**** Quoted text

It's "Possible" To Cook Meals For Your Children Without The Government Paying For It
And by "the government," Kristin Wartman means "all the other taxpayers."
There's a piece of nitwittery about paying people to cook at home in The New York Times by Wartman:
To get Americans cooking, we need to make it possible. Stay-at-home parents should qualify for a new government program while they are raising young children -- one that provides money for good food, as well as education on cooking, meal planning and shopping -- so that one parent in a two-parent household, or a single parent, can afford to be home with the children and provide wholesome, healthy meals. These payments could be financed by taxing harmful foods, like sugary beverages, highly caloric, processed snack foods and nutritionally poor options at fast food and other restaurants. Directly linking a tax on harmful food products to a program that benefits health would provide a clear rebuttal to critics of these taxes. Business owners who argue that such taxes will hurt their bottom lines would, in fact, benefit from new demand for healthy food options and from customers with money to spend on such foods.If we truly value domestic work, we should also enact workplace policies that incentivize health, like "health days" that employees could use for health-promoting activities: shopping for food, cooking, or tending a community garden.
It's a workplace, dear, not a health education community center and gardening store.
If you can't afford to or manage to cook for your children, well, then don't have them.
Don't expect other people to pay for your choices.
My dad might've liked to become a woodworker or gone into some type of creative puttering career. But because he chose to have a family he opened a business selling and renting commercial real estate in Detroit. Not exactly a laugh-a-minute but it paid for our whole-grain gruel. (Sadly, my mother was more influenced by Angela Davis than Julia Child.)
As for this question from her piece: "Where can people find the money to buy fresh foods, and how can they find the time to cook them?"
Buttered green beans are cheaper than Cheetos, and I make them by throwing a bunch in a bowl in the microwave with a few pats of butter and hitting 10 minutes. Yum!
UPDATE: Here's a previously linked piece in The Atlantic by Caitlin Flanagan that talks about the vegetables available in Compton:
As it happens, I live fewer than 20 miles from the most famous American hood, Compton, and on a recent Wednesday morning I drove over there to do a little grocery shopping. The Ralphs was vast, well-lit, bountifully stocked, and possessed of a huge and well-tended produce section. Using my Ralphs card, I bought four ears of corn for a dollar, green grapes and nectarines (both grown in the state, both 49 cents a pound), a pound of fresh tortillas for $1.69, and a half gallon of low-fat milk for $2.19. The staff, California friendly, outnumbered the customers, and the place had the dreamy, lost-in-time feeling that empty American supermarkets often have.But across Compton Boulevard, it was a different story. Anyone who says that Americans have lost the desire and ability to cook fresh produce has never been to the Superior Super Warehouse in Compton. The produce section--packed with large families, most of them Hispanic--was like a dreamscape of strange and wonderful offerings: tomatillos, giant mangoes, cactus leaves, bunches of beets with their leaves on, chayote squash, red yams, yucca root. An entire string section of chiles: serrano, Anaheim, green, red, yellow. All of it was dirt cheap, as were the bulk beans and rice. Small children stood beside shopping carts with the complacent, slightly dazed look of kids whose mothers are taking care of business.

********
**** Records shown

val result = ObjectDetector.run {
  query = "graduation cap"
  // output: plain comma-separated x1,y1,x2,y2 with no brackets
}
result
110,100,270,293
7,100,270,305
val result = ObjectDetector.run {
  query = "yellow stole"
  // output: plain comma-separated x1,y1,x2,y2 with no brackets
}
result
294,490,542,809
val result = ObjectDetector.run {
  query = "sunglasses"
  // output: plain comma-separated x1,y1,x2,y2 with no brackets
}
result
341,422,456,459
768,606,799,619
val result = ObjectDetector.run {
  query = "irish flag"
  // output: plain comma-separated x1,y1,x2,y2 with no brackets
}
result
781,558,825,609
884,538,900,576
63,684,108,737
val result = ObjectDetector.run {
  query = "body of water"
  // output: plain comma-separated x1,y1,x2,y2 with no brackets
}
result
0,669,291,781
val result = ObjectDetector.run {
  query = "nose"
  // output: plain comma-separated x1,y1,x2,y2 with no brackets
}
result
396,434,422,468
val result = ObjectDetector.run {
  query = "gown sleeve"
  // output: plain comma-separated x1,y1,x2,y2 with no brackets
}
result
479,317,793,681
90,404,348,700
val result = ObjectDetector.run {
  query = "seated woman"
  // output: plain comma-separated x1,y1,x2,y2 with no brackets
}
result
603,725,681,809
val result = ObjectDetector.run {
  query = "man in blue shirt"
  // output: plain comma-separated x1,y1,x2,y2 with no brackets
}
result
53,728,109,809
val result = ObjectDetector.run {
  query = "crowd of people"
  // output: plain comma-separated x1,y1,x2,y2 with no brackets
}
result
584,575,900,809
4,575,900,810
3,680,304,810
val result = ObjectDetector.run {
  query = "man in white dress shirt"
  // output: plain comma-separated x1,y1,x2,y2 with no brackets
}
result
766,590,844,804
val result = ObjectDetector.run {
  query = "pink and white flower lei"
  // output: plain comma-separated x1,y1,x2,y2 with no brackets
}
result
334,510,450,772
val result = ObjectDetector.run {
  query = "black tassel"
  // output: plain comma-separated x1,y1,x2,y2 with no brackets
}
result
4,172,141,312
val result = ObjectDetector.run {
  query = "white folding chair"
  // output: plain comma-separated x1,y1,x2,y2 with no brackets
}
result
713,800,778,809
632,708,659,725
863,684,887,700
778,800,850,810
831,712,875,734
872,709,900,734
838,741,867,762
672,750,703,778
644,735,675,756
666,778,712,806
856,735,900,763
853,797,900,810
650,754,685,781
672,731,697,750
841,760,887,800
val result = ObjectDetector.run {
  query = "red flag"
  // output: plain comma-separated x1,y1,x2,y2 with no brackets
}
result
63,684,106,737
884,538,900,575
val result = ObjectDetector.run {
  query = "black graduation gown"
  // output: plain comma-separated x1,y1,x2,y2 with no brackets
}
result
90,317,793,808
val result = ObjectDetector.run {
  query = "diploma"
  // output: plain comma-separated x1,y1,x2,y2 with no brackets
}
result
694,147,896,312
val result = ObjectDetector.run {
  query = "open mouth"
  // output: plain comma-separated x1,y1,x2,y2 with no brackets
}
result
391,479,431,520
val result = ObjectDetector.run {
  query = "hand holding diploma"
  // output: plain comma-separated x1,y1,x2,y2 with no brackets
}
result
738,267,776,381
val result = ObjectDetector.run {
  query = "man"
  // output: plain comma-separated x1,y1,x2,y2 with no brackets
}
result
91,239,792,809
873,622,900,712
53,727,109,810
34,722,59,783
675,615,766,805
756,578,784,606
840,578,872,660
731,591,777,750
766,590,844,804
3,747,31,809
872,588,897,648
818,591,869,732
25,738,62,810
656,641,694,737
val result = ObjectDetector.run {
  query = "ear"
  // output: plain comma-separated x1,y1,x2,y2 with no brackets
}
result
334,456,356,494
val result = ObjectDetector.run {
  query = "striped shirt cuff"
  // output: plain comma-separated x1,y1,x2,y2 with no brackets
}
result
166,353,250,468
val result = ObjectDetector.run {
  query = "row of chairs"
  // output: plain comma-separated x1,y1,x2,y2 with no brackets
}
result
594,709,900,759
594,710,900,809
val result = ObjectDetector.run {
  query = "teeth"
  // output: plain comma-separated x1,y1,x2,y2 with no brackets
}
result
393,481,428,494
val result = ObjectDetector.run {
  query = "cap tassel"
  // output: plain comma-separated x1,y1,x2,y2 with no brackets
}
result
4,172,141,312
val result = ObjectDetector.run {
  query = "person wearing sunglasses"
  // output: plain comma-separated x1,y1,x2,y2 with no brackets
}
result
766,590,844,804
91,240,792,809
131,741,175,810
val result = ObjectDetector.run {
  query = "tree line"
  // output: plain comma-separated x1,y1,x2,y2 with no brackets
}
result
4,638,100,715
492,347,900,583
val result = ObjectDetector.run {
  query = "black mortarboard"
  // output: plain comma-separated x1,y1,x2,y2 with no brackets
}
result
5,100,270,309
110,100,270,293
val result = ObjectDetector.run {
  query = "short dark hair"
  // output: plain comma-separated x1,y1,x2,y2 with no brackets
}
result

********

Task to complete - Continue the post about having the government pay parents to cook at home, starting right after its last sentence.

Response to this task -
What we see at Superior Super Warehouse is an example of capitalism doing what it does best: locating a market need (in this case, poor people living in an American inner city who desire a wide variety of fruits and vegetables and who are willing to devote their time and money to acquiring them) and filling it.
If you won't do what it takes to keep your children healthy, there are programs where you can have yourself sterilized. I suggest you take advantage of one of them, or (heavens!) pay for it yourself.








Buttered green beans takes ten minutes in a microwave????
That aside, this proposed program would actually pay a single parent to stay at home with their kids all day and provide the food and give them cooking classes.
This is mind-blowingly insane! Your kids, your responsibility. For eons, parents have managed to provide for their own children. Step up, like your ancestors did.
Patrick at May 12, 2013 2:47 AM
I take it Wartman has never watched PBS on the weekends? Or maybe the idiot has never heard of the Food network? Or how about The Joy of Cooking cook book for $21.50 from Amazon?
It's easy to learn to cook. And something beyond hamburgers isn't that hard either. This is a stupid way to waste our money.
The SNAP program is full of fraud already.
Jim P. at May 12, 2013 5:32 AM
...or maybe we can reduce spending and lower everyone's taxes, instead of filtering through a government bureaucracy and giving some of it back.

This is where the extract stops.